CA2587152A1 - Improvements to laser welding system - Google Patents

Abstract

Disclosed herein is a laser welding system having a travel path to carry a first blank and a second blank. An upstream clamp assembly and a downstream clamp assembly are positioned on the travel path and each of the upstream and downstream clamp assemblies are movable to an open position to allow the first blank to pass through the upstream clamp assembly to a first location within the downstream clamp assembly. A laser welding source is directed at a weld location on the travel path between the upstream and downstream clamp assemblies. At least one locating means is operable to locate the first weld edge adjacent the weld location. A first displacement means displaces the first weld edge against the locating means. The downstream clamp assembly is movable from the open position to a closed clamped position to clamp the first blank with the first weld edge adjacent the weld location. The locating means is operable to be withdrawn from the travel path. The upstream clamp assembly is movable from the open position to an intermediate position, which is selected to guide the second blank to pass through the upstream clamp assembly in a substantially coplanar relationship with the first blank so that the second weld edge makes contact with, but not past, the first weld edge. A second displacement means displaces the second blank to a location adjacent the weld location where the second weld edge abuts the first weld edge. The upstream clamp assembly is movable from the intermediate position to a closed clamped position to clamp the second blank and the - the laser welding source is operable to fuse the first and second weld edges blanks together.

Claims (37)

Labeled region records
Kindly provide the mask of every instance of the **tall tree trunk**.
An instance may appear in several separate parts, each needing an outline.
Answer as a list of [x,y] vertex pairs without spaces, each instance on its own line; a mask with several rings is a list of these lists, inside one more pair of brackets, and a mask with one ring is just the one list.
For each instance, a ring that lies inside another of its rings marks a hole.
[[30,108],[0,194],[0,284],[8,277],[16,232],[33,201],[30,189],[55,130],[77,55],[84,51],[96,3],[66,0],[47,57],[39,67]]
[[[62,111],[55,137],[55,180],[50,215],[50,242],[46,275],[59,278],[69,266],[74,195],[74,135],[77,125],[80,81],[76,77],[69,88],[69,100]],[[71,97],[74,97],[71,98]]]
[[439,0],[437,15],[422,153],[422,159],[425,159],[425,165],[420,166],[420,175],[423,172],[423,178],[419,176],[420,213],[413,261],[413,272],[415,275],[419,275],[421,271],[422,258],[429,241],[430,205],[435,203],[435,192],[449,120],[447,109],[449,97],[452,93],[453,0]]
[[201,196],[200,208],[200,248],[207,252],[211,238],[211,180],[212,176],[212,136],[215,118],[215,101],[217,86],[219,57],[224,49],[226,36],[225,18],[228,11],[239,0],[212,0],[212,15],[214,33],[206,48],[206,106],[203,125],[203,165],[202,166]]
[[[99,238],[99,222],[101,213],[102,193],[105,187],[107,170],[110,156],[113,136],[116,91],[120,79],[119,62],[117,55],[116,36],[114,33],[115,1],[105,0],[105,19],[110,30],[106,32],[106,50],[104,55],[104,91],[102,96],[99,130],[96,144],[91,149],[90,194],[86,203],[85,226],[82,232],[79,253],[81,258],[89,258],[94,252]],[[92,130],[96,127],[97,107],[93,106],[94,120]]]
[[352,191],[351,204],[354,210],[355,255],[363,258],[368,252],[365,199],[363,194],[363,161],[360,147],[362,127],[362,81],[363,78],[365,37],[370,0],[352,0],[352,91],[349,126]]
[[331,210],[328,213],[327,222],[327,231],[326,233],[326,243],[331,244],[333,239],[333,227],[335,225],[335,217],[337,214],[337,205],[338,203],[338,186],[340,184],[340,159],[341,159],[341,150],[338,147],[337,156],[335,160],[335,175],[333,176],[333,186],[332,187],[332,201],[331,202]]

» JOB 1: In the laser welding system abstract, where is the laser welding source directed?
» JOB 2: Continue the laser welding patent text from its final line onward.

» TASK RESPONSE 1: It is directed at a weld location on the travel path between the upstream and downstream clamp assemblies.

» TASK RESPONSE 2:
1. A method for increasing the processing speed of a laser blanking line, comprising the steps of:

- ~providing two input locations for providing a source for two sets of blanks in a first group;

- ~providing a travel path having an upstream end, the travel path extending through a shearing station to a laser welding station;

- ~providing a reject location for receiving rejected blanks;

- ~providing a pair of blank pickup units, one adjacent each of the input locations;
- ~lifting a blank from the input location with each pickup unit;

- ~sensing for the presence of more than one blank at each pickup unit;

- ~if a number of blanks are sensed, delivering the pickup unit to the reject location and releasing the blanks; and - ~if only one blank is sensed, delivering the blank to the travel path for delivery to the shearing station;

- ~shearing one end of each of the blanks; and - ~delivering the blanks to the laser welding station along the travel path for welding together the sheared ends of the blanks to form a welded blank

2. A method for increasing the processing speed of a welding line, comprising the steps of:

- ~providing two input locations for providing a source for two sets of blanks;

- ~providing a travel path having an upstream end, the travel path extending though a shearing station to a welding station;

- ~providing a reject location for receiving rejected blanks;

- ~providing a pair of blank pickup units, one adjacent each of the input locations;
- ~lifting a blank from the input location with each pickup unit;

- ~sensing for the presence of more than one blank at each pickup unit;

- ~if a number of blanks are sensed, delivering the pickup unit to the reject location and releasing the blanks, and - ~if only one blank is sensed, delivering the blank to the travel path for delivery to the shearing station;

- ~shearing one end of each of the blanks; and - ~delivering the blanks to the welding station along the travel path for welding together the sheared ends of the blanks to form a welded blank.

3. A method as defined in claim 2, wherein the blanks are ferromagnetic and wherein the step of sensing includes sensing changes in magnetic flux.

4. A method as defined in claim 2, wherein the step of providing a pair of blank pickup units includes the step of providing each pickup unit with a plurality of suction devices for establishing a suction connection between the blank and the pickup unit.

5. A method as defined m claim 4, further comprising the step of installing each pick up unit on a robotic arm.

6. A method as defined in claim 5, wherein the step of sensing includes the step of installing a magnetic flux sensor on the robotic arm so that the sensor is immediately adjacent the blank when the robotic arm lifts the blank from the input location.

7. A method as defined in claim 6, wherein the step of delivering the pickup unit to the reject location includes employing one or more magnets to deliver a magnetic force to the blanks.

8. A method as defined in claim 7, wherein the step of delivering the pickup unit to the reject location includes the step of displacing the one or more magnets between an inoperative position in which the magnets are spaced a sufficient distance from an adjacent blank so as to exert substantially no attraction thereon and an operative position sufficiently close to the adjacent blank so as to exert a magnet attraction force thereon.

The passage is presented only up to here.